PROBLEM
Where does the word "bird" show up in the data? Please find each such line and copy it.

Records excerpted from a collection:
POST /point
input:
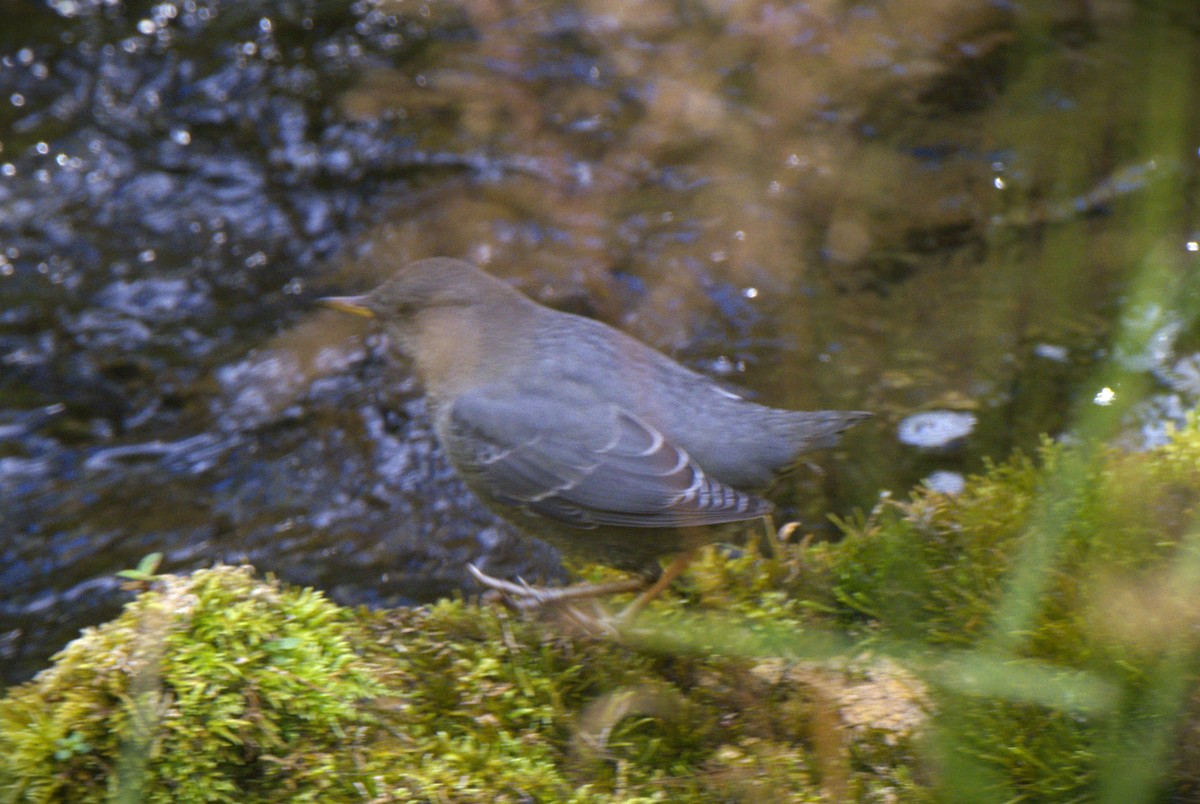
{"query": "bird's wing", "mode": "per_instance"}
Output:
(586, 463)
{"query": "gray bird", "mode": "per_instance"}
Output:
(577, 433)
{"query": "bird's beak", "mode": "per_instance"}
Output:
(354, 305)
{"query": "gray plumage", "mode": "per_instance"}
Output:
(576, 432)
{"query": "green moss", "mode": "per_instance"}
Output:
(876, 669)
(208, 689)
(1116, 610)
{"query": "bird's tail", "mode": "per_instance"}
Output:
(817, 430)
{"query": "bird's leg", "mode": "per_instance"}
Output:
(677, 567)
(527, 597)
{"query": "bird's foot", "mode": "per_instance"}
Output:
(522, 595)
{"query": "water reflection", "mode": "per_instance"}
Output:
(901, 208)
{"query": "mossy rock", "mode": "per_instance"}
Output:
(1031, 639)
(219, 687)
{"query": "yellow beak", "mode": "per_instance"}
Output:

* * *

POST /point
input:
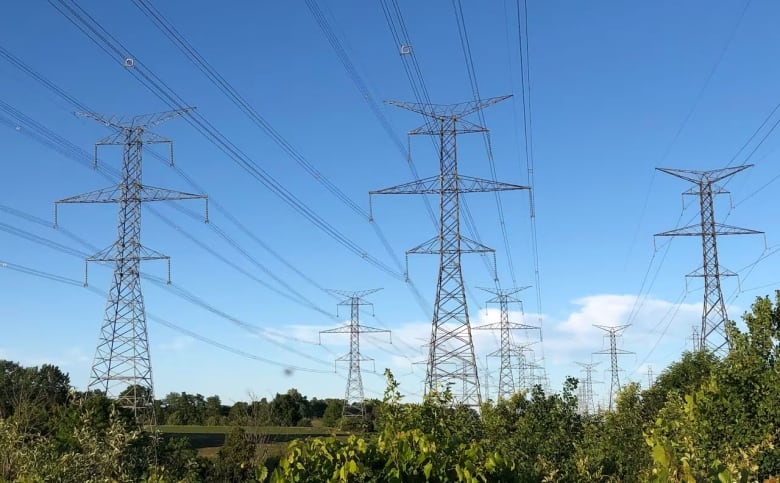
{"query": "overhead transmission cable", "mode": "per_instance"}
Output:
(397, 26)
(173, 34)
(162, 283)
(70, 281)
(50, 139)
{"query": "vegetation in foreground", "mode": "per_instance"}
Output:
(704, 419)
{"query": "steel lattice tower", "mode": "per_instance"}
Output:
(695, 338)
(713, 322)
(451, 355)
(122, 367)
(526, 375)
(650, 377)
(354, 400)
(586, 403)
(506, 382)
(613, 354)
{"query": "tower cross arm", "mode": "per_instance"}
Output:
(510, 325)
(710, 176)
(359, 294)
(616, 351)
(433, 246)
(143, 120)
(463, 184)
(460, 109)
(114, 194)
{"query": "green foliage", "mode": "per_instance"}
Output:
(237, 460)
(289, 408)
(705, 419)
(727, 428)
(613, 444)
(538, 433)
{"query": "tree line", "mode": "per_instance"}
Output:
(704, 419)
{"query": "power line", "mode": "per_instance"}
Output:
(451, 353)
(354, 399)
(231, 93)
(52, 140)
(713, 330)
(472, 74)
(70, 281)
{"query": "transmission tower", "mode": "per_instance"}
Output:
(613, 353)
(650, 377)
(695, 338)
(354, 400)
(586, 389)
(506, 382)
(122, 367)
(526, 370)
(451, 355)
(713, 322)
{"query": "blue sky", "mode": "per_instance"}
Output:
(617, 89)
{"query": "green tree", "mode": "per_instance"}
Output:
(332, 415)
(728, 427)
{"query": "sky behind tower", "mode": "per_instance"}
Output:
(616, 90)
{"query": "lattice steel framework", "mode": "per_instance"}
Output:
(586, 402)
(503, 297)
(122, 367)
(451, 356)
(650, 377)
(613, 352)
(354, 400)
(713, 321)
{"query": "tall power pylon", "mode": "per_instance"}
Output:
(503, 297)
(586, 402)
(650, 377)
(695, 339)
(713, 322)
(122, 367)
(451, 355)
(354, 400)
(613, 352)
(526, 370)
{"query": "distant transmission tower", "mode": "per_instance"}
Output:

EXPECTED OUTPUT
{"query": "bird's wing", "mode": "per_instance"}
{"query": "gray bird", "mode": "per_instance"}
{"query": "bird's beak", "mode": "per_instance"}
{"query": "bird's tail", "mode": "per_instance"}
{"query": "bird's leg", "mode": "per_instance"}
{"query": "bird's foot", "mode": "per_instance"}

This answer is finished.